Barbara told their two teenage sons, rang a few people, and family and friends began to rally round to support her. Amongst others, she contacted Ang Karma, a Buddhist friend in Kathmandu, and asked him to perform the appropriate Buddhist ceremonies for her dead husband, who had become a practicing Buddhist in the late 1960s. Only late in the evening of the next day did Barbara hear that her husband was still alive, but that he had only a 50-50 chance of surviving.

Hall had tackled Mount Everest twenty-two years earlier but had been forced to turn back before he reached the summit. He joined the 2006 expedition as an experienced, high-altitude cameraman for a fourteen-year-old boy, Christopher Harris, and his father, who intended to climb the highest mountains on each continent, seven summits in all. Unfortunately, Christopher had experienced a severe drop in blood pressure shortly after leaving Advance Base Camp. A second attempt had produced the same result, so, recognizing that it was too dangerous for them to press on, he and his father turned back. Hall however, was urged to go ahead, and did.

Dead Lucky tells the story of this last expedition to Mount Everest, Hall's death, and his survival. Even for a non-climber like me, it is a fascinating tale. His account of the difficulties of the climb, the expeditions and climbers he met, the harrowing descent, and his subsequent treatment for frostbite, is gripping and well-written. He has no doubt, just as the Sherpas had none, that he died. His description of his psychological state, his hallucinations, and the few moments of lucidity which surrounded that death alone on the ridge at 8600 meters is totally absorbing.

I was surprised to read of the large number of people who now climb Everest during the brief season when summiting is possible. I was surprised, too, to read of the fixed ropes and crevasse-crossing ladders which are put in place by Sherpas each season for some expedition organizers and which make the ascent marginally safer. Nor did I expect to hear that Hall reached the summit after passing a number of dead bodies, some of which have lain there for years, and that the summit was littered with empty oxygen cylinders and marked with yellow urine stains. I was shocked to read his account of the two Sherpas who were sent to help him when another climber found that he had survived the night at Mushroom Rock, and who bullied and threatened him, cut a rope at one critical moment, and attacked him with an ice pick (he had bruises to prove that this was no hallucination). Luckily, other Sherpas arrived in time to save him.
———
**TASKS TO CARRY OUT**
[A] Answer these questions from the review of Dead Lucky, one line each, marked (i), (ii), (iii) as below.
(i) How many years before the 2006 expedition had Hall first tackled Mount Everest?
(ii) At what altitude on the ridge did the death the reviewer describes take place?
(iii) What did the two Sherpas sent to help Hall attack him with?
[B] For each statement, say yes or no to whether it agrees with the review of Dead Lucky, and quote the words from the review that settle it.
(i) Barbara's husband had become a practicing Buddhist in the late 1960s.
(ii) Christopher Harris and his father went on after his second attempt.
(iii) The reviewer is an experienced climber.
[C] Please carry on the review of Dead Lucky from where its last paragraph stops, adding a new paragraph.
———
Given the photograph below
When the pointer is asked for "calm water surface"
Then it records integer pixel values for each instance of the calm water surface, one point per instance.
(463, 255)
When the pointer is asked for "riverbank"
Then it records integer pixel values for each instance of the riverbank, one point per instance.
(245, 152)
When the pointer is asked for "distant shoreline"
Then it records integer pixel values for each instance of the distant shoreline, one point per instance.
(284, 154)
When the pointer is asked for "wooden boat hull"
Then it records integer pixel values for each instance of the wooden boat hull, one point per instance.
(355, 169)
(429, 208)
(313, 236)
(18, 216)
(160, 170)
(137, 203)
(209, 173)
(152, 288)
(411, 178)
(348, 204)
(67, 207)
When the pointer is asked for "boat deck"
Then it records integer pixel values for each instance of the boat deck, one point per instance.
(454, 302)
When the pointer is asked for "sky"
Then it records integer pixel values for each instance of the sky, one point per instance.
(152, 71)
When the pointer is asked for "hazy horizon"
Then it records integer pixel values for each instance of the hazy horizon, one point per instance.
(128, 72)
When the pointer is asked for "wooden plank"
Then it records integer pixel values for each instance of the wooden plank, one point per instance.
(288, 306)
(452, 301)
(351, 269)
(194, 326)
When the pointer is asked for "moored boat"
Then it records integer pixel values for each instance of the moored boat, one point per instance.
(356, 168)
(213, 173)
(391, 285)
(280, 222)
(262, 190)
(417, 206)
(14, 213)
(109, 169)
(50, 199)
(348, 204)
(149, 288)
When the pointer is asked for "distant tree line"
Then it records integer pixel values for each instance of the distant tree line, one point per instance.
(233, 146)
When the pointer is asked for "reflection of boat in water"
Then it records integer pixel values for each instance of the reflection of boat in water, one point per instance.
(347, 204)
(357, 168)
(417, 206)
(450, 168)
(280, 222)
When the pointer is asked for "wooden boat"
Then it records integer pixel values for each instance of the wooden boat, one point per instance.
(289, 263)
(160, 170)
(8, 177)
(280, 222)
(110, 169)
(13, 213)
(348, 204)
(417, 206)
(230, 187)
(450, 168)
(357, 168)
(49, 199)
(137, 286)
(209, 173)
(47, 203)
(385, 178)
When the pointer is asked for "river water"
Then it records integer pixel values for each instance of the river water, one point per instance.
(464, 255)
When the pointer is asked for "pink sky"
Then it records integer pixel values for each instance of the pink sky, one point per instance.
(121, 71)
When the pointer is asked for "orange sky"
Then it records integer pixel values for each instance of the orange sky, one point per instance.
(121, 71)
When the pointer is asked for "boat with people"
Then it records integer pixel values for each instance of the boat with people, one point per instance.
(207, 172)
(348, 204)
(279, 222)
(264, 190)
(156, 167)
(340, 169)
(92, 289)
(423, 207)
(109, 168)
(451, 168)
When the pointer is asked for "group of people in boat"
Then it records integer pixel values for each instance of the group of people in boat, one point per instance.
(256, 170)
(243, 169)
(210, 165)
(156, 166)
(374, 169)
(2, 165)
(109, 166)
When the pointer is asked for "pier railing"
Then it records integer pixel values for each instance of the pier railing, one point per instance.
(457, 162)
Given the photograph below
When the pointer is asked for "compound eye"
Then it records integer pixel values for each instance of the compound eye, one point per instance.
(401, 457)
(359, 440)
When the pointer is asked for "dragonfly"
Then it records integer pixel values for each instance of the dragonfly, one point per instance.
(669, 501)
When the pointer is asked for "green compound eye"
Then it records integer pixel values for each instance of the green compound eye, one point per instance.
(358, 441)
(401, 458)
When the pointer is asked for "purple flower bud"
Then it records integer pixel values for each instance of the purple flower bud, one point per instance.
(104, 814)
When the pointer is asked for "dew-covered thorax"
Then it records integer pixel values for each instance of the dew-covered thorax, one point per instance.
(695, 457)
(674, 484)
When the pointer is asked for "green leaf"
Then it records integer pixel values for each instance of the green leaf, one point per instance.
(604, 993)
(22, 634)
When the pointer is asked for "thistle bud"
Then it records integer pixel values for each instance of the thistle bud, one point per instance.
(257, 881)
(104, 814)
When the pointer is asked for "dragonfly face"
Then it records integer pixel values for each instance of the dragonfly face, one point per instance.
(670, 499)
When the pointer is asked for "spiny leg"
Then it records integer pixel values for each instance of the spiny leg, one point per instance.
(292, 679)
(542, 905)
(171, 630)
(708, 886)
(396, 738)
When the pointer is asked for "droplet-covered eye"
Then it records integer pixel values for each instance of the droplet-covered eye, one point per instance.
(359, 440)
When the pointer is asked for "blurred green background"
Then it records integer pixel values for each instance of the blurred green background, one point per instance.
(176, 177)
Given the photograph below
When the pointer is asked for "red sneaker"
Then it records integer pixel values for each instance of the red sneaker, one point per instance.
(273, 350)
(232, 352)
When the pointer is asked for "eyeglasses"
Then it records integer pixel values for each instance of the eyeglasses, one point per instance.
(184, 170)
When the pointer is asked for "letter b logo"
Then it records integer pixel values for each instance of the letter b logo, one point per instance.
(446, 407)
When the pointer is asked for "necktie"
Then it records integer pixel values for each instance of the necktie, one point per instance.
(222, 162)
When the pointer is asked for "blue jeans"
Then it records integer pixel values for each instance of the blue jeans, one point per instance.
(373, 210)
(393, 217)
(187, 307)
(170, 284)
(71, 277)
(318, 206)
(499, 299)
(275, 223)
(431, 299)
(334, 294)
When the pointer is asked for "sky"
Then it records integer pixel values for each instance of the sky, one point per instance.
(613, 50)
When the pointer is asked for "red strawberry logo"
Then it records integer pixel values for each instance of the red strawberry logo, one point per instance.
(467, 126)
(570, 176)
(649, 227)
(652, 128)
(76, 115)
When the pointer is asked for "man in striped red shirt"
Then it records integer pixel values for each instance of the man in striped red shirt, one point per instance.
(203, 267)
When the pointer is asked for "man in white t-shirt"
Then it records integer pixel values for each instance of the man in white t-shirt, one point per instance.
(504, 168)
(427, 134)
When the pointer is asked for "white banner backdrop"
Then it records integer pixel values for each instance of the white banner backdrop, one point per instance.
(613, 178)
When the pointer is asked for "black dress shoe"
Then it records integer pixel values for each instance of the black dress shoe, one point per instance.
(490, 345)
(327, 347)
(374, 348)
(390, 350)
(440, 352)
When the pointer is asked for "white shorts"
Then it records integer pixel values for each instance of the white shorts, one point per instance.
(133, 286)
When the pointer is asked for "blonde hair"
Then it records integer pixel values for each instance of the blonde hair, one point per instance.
———
**ANSWERS IN ORDER**
[A]
(i) Twenty-two years.
(ii) 8600 meters.
(iii) An ice pick.

[B]
(i) Yes: "who had become a practicing Buddhist in the late 1960s"
(ii) No: "he and his father turned back"
(iii) No: "Even for a non-climber like me"

[C]
In spite of the organized expeditions, the final stages of the ascent of Everest are still extremely hazardous. Survival above 8300 metres is, to use Hall's word, "desperate". The oxygen level is so low that even with oxygen support, just speaking is exhausting. The final stages of the ascent are begun in darkness, vision is restricted by an oxygen mask, and clothing is cumbersome. Gaining the summit and the euphoria of doing so often takes all of the climber's energy, so descent is even more hazardous, as Hall discovered.

Dead Lucky tells an amazing story. Occasionally, I found the listing of names daunting and confusing; Hall seems to have felt obliged to name everyone on the mountain that year. His acknowledgements, too (thankfully tucked at the back of the book) run to seven pages and even include the cafe where he typed part of his manuscript whilst attending hospital for the treatment of his frostbitten fingers and toes. Nevertheless, the book is a pleasure to read, the photographs are interesting and the glossary useful.

One is still left wondering what prompts people to expose themselves to the agony, danger and trauma of trying to reach the top of Mount Everest. Hall's own list of reasons doesn't solve that riddle. Looking back, he sees the mountain as a mirror into which climbers look to find themselves. His brush with death has given him a new perspective on life and, as he says at the very end of the book, now that he has summited Everest, his life can move on.